#### What this exercise asks:
- a) In the case summary, what did the Court of Appeal say the jury need only be satisfied the defendant's actions made to the victim's death?
- b) Extract the part of the case summary that begins at the words "R v Cheshire" and ends after "the victim's death.".

───── Reading passage ─────

English criminal law case

R v Cheshire [1991] 1 WLR 844 is an English criminal law case establishing the role of the jury in finding liability for death, where subsequent medical negligence occurs following the original injury. The Court of Appeal found that the jury did not have to weigh up different causes of death, and need only be satisfied that the defendant's actions made a "significant contribution" to the victim's death.

==Facts==
On 9 December 1987, the appellant attacked and shot a man in a fish and chip shop, following an argument. The victim was admitted to hospital and underwent surgery, though he developed a respiratory problem requiring a tracheostomy tube to be inserted into his windpipe. On 8 February 1988, and again on 14 February, the victim complained that he was having difficulty breathing, dying shortly after. Medical evidence at the defendant's trial was given that the victim's death was the result of his doctor's failure to diagnose the reason behind his breathlessness and respiratory obstruction. Nevertheless, the defendant was convicted, with the trial judge instructing the jury they could find the defendant's chain of causation could only be broken if they were satisfied that the medical staff had been reckless in their treatment.

───── Record excerpts ─────

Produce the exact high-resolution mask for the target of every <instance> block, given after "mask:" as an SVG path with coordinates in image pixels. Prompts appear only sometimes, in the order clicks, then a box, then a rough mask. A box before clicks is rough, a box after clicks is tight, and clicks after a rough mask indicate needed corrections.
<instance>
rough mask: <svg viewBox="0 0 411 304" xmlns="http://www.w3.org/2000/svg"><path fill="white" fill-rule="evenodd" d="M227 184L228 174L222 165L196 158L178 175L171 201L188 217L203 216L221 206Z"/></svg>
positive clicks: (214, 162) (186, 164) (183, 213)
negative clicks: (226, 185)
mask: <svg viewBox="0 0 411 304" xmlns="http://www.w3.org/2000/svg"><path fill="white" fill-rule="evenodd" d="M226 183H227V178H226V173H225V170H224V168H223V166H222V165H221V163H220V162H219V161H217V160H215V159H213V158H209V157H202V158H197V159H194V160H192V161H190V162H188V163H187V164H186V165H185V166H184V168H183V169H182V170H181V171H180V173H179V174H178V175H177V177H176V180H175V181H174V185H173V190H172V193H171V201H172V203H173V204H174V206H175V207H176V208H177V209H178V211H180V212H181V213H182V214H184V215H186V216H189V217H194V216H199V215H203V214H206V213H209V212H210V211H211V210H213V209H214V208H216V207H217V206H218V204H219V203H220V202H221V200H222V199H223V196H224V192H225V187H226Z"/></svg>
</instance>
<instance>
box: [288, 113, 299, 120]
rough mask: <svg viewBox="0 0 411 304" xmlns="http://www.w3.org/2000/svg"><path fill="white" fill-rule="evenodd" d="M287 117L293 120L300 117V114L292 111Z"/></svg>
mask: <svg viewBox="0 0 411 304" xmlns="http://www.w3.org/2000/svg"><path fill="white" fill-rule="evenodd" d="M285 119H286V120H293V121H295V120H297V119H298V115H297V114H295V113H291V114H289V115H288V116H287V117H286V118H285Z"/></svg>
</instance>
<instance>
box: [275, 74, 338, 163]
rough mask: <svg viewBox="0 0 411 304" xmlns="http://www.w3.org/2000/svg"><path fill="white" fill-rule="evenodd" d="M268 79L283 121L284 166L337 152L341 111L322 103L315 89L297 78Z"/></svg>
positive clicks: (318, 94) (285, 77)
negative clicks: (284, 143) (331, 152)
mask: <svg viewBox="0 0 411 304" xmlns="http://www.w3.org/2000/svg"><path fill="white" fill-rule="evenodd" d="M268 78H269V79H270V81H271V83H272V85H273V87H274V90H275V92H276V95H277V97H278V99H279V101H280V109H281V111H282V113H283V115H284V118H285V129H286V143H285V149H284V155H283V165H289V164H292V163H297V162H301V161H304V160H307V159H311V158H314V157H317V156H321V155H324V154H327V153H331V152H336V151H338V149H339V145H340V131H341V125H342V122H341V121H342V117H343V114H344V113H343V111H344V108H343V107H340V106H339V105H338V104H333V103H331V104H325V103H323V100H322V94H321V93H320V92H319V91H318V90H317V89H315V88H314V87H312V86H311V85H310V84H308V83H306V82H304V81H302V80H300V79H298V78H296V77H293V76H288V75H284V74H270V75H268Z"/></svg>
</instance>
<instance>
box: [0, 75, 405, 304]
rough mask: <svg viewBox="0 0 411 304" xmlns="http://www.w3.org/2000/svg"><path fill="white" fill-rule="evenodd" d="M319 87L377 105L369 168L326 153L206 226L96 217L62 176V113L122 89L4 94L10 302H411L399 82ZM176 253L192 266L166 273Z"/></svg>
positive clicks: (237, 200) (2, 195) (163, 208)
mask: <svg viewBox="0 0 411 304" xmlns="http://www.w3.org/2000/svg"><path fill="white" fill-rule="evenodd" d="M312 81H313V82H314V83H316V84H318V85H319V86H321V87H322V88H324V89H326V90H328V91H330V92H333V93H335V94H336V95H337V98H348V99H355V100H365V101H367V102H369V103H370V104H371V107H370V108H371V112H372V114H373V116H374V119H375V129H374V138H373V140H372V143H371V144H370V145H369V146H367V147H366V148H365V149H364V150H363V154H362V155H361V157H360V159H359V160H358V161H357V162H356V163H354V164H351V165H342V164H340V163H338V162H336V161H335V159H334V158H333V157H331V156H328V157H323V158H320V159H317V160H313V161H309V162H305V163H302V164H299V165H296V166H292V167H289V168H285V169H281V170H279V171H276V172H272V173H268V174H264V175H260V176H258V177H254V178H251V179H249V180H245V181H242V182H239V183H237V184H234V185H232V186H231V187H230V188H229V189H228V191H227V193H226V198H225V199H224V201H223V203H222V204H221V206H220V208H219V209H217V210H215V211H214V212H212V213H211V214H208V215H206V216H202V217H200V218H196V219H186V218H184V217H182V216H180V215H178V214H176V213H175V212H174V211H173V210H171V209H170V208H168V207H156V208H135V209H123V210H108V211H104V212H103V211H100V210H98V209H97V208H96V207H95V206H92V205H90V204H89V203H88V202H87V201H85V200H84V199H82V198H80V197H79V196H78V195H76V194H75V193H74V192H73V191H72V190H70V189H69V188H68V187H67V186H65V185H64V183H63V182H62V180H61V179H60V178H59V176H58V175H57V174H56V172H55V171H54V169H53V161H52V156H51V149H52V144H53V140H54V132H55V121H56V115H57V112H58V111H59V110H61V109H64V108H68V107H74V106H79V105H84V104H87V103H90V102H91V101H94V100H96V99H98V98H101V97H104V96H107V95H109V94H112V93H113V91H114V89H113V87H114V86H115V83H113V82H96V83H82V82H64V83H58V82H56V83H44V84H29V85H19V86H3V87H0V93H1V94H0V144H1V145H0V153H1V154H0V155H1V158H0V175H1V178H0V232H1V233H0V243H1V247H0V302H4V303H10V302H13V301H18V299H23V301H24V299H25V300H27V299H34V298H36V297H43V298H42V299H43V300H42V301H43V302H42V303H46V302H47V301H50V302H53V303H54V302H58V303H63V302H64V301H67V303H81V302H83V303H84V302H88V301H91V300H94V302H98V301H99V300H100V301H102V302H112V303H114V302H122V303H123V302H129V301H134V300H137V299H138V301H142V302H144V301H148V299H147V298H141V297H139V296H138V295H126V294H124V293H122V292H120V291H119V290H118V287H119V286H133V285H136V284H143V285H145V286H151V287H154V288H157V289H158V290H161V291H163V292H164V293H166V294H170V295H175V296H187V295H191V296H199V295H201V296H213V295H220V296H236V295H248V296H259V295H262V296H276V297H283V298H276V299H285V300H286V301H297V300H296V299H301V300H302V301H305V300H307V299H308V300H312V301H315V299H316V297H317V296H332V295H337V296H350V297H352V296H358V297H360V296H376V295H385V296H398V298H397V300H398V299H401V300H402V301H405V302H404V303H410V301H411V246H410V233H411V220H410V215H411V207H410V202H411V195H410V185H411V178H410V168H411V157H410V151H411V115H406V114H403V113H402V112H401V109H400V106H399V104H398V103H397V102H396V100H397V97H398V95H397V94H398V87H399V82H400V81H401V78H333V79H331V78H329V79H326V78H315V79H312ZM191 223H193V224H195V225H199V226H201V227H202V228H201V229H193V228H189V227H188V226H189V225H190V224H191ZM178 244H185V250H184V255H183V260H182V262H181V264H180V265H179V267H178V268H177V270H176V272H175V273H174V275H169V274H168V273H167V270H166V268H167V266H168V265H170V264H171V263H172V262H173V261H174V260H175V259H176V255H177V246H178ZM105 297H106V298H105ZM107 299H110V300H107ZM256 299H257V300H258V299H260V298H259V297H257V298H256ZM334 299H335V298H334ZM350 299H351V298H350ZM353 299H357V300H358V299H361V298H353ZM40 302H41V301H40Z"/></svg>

─────

#### Solutions to each task:
- a) A "significant contribution" to the victim's death.

- b)
R v Cheshire [1991] 1 WLR 844 is an English criminal law case establishing the role of the jury in finding liability for death, where subsequent medical negligence occurs following the original injury. The Court of Appeal found that the jury did not have to weigh up different causes of death, and need only be satisfied that the defendant's actions made a "significant contribution" to the victim's death.